> [WORK REQUEST]
Reproduce word for word, from the entries below, the line with "Target: white hat", the line with "Target: man in blue jacket", and every line between them, and nothing more.

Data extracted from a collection

# # # #

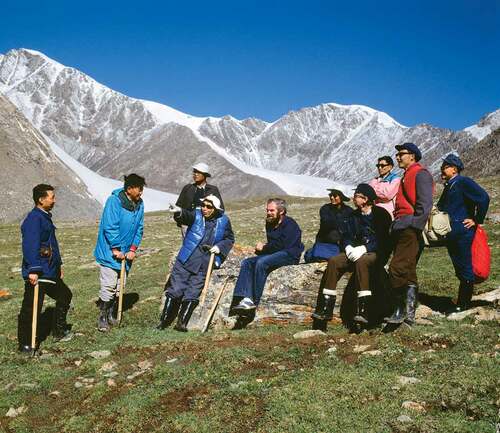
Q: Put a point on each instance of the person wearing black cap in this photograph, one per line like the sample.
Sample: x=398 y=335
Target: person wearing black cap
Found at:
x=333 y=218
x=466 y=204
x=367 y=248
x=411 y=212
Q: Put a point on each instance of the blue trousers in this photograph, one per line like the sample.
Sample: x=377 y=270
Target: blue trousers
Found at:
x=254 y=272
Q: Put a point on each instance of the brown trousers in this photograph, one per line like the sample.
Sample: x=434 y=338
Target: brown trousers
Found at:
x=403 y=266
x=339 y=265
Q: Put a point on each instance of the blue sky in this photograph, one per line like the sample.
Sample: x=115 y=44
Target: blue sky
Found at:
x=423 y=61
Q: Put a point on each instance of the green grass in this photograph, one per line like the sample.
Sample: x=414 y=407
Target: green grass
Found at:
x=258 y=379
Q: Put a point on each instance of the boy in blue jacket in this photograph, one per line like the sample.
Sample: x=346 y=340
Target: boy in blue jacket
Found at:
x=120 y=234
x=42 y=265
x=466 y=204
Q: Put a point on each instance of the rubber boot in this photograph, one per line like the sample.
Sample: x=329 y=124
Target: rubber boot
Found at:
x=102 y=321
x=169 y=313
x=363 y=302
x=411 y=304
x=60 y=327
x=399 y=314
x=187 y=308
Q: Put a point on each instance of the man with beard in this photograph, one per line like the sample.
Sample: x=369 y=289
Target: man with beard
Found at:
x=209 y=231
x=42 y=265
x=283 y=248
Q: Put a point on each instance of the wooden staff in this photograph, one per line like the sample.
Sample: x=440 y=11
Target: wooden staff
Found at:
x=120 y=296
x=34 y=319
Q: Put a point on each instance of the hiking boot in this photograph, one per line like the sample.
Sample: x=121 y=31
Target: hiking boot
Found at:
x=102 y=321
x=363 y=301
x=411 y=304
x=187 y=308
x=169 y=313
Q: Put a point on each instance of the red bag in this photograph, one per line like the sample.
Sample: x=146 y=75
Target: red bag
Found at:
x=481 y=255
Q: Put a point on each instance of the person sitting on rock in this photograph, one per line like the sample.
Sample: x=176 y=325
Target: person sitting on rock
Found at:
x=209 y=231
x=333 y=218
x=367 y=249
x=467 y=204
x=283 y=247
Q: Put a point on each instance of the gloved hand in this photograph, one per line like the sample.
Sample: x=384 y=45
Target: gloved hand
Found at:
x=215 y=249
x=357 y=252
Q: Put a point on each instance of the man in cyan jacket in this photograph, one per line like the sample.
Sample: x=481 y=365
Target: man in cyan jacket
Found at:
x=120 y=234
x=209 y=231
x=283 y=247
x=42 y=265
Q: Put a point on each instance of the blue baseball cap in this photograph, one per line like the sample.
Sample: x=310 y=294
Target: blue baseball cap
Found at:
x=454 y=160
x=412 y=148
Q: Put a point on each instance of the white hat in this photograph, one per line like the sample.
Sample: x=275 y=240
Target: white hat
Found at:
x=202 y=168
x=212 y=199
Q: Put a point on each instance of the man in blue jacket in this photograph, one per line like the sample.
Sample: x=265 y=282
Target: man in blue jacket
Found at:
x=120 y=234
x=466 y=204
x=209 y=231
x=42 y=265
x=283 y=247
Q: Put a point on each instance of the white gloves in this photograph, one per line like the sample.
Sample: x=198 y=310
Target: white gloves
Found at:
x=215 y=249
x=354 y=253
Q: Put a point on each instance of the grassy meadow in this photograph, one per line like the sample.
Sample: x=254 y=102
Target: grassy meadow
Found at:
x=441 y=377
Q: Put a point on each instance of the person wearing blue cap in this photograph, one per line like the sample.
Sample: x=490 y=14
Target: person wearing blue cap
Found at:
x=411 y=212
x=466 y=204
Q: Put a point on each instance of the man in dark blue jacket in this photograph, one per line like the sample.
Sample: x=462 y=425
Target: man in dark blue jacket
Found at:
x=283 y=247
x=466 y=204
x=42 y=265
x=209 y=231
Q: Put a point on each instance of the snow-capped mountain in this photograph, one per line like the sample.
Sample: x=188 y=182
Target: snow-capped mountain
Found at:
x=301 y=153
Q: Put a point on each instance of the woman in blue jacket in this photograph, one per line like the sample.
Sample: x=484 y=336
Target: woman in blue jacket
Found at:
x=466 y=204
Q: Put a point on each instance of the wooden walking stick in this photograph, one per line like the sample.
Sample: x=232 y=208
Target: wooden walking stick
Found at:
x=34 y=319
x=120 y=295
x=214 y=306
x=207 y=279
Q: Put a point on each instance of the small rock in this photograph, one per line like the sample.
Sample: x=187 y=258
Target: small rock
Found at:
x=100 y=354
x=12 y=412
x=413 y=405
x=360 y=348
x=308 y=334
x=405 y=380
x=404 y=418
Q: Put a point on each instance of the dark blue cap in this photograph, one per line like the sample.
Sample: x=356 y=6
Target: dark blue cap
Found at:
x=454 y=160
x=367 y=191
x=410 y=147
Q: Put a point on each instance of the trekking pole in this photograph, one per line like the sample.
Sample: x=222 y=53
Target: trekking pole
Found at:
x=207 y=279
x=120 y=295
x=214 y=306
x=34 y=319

# # # #

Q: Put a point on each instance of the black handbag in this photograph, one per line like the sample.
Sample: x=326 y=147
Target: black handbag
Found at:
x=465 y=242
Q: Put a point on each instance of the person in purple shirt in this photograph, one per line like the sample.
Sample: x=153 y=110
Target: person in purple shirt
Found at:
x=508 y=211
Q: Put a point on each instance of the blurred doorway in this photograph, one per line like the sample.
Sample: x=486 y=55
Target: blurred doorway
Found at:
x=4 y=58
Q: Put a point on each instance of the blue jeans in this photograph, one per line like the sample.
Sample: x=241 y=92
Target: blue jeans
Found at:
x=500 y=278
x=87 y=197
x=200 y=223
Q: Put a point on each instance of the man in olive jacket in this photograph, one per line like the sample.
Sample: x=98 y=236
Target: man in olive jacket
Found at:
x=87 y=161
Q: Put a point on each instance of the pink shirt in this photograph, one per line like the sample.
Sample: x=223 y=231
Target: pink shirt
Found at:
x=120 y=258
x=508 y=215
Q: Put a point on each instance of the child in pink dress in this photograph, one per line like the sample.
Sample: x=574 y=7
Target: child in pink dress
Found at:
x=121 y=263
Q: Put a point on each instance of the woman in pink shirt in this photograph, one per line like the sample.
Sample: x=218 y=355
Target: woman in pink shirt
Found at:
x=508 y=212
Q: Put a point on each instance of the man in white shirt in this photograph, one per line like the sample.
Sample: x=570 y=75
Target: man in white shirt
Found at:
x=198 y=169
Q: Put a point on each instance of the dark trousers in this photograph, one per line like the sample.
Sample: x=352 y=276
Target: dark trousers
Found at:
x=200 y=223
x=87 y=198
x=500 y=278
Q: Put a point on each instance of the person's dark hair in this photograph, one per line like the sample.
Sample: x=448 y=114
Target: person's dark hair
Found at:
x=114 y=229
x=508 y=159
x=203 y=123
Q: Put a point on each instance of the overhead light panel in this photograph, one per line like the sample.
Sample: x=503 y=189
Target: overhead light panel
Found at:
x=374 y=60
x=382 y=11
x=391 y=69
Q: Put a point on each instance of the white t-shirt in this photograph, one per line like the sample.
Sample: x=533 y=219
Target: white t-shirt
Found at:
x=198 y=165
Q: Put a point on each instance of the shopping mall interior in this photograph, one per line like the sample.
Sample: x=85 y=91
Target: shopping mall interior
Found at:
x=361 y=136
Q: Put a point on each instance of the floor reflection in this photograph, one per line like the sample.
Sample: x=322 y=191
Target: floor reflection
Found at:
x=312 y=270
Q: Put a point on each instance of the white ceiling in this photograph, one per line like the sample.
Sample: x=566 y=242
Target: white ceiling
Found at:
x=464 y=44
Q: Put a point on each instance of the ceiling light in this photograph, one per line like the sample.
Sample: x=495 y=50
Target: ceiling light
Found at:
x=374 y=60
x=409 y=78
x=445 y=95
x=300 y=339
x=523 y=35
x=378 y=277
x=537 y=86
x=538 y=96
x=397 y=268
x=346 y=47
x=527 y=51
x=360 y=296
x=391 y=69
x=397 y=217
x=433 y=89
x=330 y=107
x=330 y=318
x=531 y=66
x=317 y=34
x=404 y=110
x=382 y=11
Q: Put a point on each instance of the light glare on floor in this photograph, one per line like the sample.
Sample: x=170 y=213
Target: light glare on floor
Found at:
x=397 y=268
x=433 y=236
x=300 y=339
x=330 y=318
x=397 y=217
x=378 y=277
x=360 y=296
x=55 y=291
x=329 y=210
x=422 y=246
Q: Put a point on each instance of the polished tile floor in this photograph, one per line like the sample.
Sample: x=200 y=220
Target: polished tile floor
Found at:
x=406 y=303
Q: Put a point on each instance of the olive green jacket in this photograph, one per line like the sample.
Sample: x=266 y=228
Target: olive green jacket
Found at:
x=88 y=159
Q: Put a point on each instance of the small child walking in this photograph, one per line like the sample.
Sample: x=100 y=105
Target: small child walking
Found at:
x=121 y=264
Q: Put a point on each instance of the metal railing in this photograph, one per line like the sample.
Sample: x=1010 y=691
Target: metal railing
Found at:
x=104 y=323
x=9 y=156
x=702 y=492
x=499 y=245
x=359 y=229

# # # #

> [TASK ANSWER]
Target: white hat
Found at:
x=202 y=168
x=212 y=199
Q: Put a point on each instance of the man in blue jacket in this photograph, one per line like the sample.
Sample: x=265 y=282
Target: man in blue jacket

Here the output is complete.